### Task details
Can you carry on the article about rising mortgage rates below, picking up right after its last line?

### Excerpted text
※ ※ ※
Mortgage rates are at their highest point since the Great Recession as housing affordability continues to decline, according to Freddie Mac FMCC data.

The 30-year fixed increased from 5.66% to 5.89%. The long-term rate hasn't been this high since November 2008, shortly after the Great Recession was triggered by the collapse of the housing market.

In 2021, the 30-year fixed was 2.88%. The typical rate on 15-year fixed mortgages increased from 4.98% to 5.16% last week. The rate at this time last year was 2.19%.

See Also: Housing Prices Jumped Just 0.1% Last Month, But It Could Be A Sign For The Next Big Price Hike: Here's Why

Rates decreased in July and the first few days of August as recession fears mounted. Rates reversed higher after hawkish remarks made by Fed Chairman Jerome Powell at the central bank's conference in Jackson Hole last month; investors' attention was once again drawn to the Fed's efforts to bring inflation down which is floating around 40-year highs.

Potential Buyers Lose Interest

“Home-touring activity took a nosedive, and the share of sellers dropping their price remained near a record high,” wrote Redfin Corp. RDFN in a Thursday press release.

Sales of existing homes in the U.S. have fallen for six straight months, according to the National Association of Realtors.

Fewer people searched for “homes for sale” on Google. In fact, searches during the week ending Sept. 3 were down 25% from a year earlier.

  • Touring activity as of Sept. 4 was down 38% from the start of the year at Redfin, compared to a 3% increase at the same time last year.
※ ※ ※
Point labeling examples:
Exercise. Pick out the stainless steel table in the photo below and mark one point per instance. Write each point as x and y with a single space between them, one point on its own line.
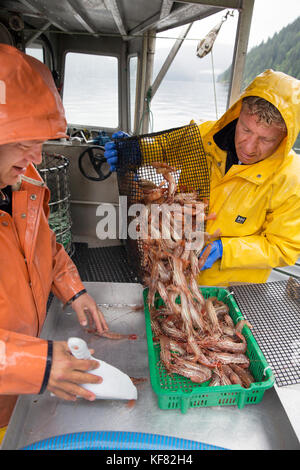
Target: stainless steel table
260 426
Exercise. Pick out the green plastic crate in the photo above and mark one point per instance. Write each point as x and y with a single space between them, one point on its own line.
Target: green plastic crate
175 391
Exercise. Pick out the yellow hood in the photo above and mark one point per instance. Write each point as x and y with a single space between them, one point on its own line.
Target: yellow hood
283 91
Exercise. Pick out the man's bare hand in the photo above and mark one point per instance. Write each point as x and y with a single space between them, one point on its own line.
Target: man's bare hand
68 373
88 313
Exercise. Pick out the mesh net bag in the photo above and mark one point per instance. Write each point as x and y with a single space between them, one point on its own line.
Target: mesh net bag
180 148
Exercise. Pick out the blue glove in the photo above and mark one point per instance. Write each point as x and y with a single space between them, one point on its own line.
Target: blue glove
216 253
110 151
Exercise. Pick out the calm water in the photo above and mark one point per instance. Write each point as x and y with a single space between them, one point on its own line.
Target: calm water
174 104
177 102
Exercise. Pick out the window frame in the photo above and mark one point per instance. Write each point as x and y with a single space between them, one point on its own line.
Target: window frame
96 53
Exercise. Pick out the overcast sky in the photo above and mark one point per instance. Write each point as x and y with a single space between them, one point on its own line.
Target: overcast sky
269 16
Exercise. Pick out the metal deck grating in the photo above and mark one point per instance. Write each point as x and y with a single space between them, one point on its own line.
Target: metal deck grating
274 312
102 264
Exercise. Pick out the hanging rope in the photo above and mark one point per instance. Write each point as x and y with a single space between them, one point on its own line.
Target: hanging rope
214 82
205 46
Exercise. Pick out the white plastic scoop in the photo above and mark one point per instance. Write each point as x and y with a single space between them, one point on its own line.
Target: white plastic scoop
115 386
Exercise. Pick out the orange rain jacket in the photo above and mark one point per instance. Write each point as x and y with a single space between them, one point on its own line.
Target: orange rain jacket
32 263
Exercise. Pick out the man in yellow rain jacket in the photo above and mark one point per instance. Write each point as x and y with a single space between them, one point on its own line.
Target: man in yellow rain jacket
32 263
254 182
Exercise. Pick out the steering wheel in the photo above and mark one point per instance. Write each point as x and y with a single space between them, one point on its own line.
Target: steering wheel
97 159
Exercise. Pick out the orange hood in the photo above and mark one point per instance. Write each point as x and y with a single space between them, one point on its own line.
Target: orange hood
30 105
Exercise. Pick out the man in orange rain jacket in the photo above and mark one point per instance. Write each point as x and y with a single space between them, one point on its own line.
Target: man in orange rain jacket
31 262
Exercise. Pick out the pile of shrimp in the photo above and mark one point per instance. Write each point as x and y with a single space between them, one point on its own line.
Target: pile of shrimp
197 336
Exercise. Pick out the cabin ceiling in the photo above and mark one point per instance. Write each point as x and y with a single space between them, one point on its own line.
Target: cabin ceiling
125 18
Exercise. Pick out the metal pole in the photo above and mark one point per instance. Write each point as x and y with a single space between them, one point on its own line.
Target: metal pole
151 38
240 51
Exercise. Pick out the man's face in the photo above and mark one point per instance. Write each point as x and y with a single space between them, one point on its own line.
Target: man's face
15 158
255 141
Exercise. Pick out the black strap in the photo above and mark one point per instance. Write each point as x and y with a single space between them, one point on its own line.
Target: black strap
48 367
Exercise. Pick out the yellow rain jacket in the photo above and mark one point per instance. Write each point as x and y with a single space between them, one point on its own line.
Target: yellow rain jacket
257 206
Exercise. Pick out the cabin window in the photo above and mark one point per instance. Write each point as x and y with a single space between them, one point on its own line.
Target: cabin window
36 51
132 89
90 94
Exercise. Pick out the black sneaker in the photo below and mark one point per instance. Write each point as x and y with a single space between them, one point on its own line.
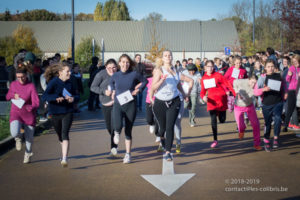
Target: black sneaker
267 146
275 144
284 129
168 157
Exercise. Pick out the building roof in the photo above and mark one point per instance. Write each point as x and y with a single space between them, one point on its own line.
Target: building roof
132 36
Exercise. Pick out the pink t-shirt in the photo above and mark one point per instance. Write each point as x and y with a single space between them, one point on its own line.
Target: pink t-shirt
149 88
28 93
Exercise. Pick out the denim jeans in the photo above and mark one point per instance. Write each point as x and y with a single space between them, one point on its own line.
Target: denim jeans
271 112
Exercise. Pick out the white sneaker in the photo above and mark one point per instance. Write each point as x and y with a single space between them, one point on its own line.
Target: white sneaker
27 157
18 143
157 140
64 163
117 138
113 152
127 158
43 119
151 129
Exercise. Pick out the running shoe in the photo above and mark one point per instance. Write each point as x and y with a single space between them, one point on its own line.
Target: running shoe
157 140
113 152
64 163
275 144
151 129
160 148
214 144
178 148
117 138
18 143
168 157
127 158
267 145
257 147
241 135
27 157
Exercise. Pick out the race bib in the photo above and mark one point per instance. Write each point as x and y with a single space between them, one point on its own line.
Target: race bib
235 73
274 84
209 83
124 97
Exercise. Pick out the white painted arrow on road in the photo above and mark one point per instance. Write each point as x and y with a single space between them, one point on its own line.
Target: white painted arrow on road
168 182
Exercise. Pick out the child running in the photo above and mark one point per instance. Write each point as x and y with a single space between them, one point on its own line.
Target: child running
213 93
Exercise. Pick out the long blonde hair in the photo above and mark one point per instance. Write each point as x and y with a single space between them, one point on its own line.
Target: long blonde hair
159 62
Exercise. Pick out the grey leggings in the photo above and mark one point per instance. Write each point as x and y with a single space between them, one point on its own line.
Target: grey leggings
15 127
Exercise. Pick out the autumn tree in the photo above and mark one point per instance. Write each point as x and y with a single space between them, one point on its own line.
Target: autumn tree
84 52
289 15
98 13
21 38
155 47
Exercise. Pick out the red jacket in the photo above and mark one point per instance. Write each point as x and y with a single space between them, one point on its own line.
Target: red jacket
216 97
228 74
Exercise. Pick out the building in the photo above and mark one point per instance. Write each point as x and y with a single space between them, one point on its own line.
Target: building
184 38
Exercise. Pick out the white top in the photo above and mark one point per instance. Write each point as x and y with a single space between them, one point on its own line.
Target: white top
168 89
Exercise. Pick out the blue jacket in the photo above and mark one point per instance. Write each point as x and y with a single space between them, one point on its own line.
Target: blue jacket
54 90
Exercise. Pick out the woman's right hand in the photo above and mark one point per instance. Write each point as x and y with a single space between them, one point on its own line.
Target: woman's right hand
59 99
205 99
17 96
108 92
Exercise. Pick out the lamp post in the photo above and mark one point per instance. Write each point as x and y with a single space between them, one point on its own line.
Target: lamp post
73 54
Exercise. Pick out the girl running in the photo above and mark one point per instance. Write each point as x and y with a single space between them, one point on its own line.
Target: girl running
25 102
213 92
124 86
61 95
100 85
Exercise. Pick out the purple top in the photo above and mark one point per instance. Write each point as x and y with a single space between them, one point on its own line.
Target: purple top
293 80
28 93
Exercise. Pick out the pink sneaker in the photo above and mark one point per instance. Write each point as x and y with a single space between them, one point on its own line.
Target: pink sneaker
214 144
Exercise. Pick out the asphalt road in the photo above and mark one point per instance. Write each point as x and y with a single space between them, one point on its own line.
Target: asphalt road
232 171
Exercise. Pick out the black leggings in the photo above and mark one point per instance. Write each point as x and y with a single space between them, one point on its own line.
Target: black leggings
62 124
107 112
150 117
291 105
166 113
213 117
127 111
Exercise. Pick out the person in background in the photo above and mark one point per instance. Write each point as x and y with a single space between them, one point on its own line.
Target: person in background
192 72
93 97
214 91
141 69
125 84
4 82
78 81
244 104
100 86
272 103
190 61
60 95
25 102
292 78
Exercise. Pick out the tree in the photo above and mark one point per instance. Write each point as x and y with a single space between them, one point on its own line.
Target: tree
153 17
7 15
156 48
8 49
107 10
98 13
124 11
24 39
289 15
116 12
84 52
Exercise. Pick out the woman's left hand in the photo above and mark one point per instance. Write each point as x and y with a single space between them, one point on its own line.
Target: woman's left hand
135 92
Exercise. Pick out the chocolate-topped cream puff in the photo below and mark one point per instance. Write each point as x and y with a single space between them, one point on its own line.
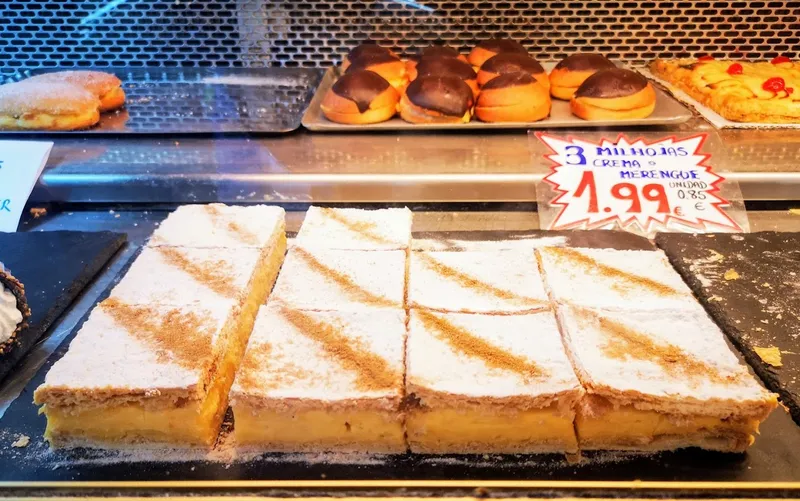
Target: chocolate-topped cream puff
513 97
432 66
614 94
512 63
386 65
489 48
363 50
437 99
571 72
360 97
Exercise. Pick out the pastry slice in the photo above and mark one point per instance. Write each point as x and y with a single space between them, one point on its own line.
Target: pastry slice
503 282
219 225
145 374
382 229
614 279
185 275
14 310
327 279
489 384
322 381
660 381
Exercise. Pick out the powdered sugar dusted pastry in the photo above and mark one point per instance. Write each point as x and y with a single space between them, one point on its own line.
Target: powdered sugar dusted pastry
476 282
47 106
356 229
659 381
322 381
489 384
107 87
341 280
613 279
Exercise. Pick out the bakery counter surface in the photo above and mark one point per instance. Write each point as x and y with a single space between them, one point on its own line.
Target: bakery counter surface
728 478
139 225
410 166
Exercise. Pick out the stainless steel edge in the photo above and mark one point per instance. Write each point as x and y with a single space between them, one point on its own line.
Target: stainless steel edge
337 188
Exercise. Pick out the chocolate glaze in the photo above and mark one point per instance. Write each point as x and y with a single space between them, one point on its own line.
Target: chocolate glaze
512 63
364 61
509 80
439 51
361 87
585 62
445 66
366 48
612 82
503 45
446 94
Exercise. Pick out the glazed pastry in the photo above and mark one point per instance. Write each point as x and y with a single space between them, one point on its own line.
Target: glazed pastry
571 72
47 106
14 311
488 48
513 97
512 63
437 99
107 87
432 66
364 49
360 97
386 65
740 91
614 94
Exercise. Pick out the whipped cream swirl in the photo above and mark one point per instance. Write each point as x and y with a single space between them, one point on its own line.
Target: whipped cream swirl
10 316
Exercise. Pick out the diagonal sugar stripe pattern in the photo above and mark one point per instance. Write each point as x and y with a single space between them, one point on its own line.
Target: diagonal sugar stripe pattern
613 279
345 355
476 282
184 275
340 280
356 229
680 363
171 334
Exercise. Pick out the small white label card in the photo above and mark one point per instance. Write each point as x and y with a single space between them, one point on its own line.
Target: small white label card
21 164
666 184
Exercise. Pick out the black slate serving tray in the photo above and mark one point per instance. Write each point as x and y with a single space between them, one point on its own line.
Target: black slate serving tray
760 308
770 467
54 267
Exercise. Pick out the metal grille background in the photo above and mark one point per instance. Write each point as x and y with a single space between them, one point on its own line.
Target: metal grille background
257 33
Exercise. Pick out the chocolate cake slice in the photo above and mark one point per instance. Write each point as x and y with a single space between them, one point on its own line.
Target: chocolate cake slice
14 310
750 284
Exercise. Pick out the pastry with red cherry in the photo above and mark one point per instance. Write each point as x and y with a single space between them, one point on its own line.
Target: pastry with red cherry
740 91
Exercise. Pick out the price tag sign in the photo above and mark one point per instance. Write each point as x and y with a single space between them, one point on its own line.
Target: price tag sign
635 184
21 164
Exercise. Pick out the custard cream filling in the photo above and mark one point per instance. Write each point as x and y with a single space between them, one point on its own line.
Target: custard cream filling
48 121
193 424
627 424
319 429
450 429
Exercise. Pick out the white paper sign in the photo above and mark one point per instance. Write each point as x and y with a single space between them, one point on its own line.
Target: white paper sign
665 184
21 164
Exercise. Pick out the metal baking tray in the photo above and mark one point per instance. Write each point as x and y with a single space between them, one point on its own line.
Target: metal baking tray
771 467
205 101
668 112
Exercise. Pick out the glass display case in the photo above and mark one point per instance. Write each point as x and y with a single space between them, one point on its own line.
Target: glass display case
219 95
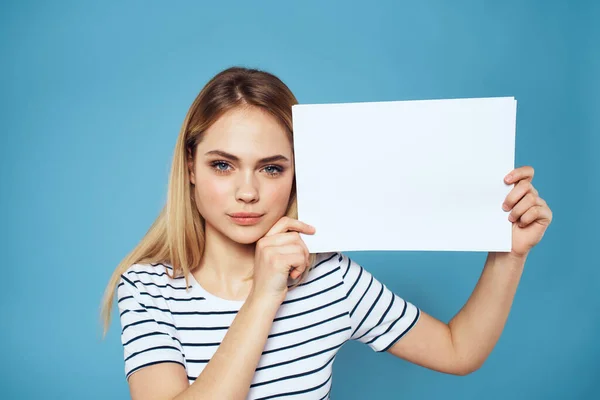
※ ※ ※
### Response to this exercise
  • Mortgage purchase applications were down 1% week over week, seasonally adjusted, and were down 23% from a year earlier during the week ending Sept. 2

Lenders Affected

Mortgage lender Home Point Financial, a subsidiary of Home Point Capital Inc. HMPT announced plans to lay off 526 staff members beginning Nov. 1, due to decreased demand in homes

Mortgage originator Rocket Companies Inc. RKT spent $61 million in the second quarter in voluntary buyouts to 8% of Rocket’s operations team and other groups in its Amrock title and valuation business. Rocket issued a second, smaller voluntary buyout to an undisclosed number of employees across its multiple businesses in August.

Re/Max Holdings Inc. RMAX said early in July that is planned to cut 17%, or 120 staff members affecting the company’s technology workers, including operators of the “book” platform, its customer relationship management software for brokers and agents.

Industry Consolidates

Two direct-to-consumer lenders AmeriSave Wholesale Mortgage Solutions, and Suburban Mortgage Inc. abruptly shut down in late August.

First Guaranty Mortgage Corp. FGBI and Sprout Mortgage, in addition real estate fintech Reali announced plans to close its door on Sept. 2.

With consolidation in the industry, and less wholesale lenders to contend with, companies like UWM Holdings Corp. UWMC may benefit as there are a finite number of mortgages to originate.

UWMC could gain market share with each shop that closes its doors.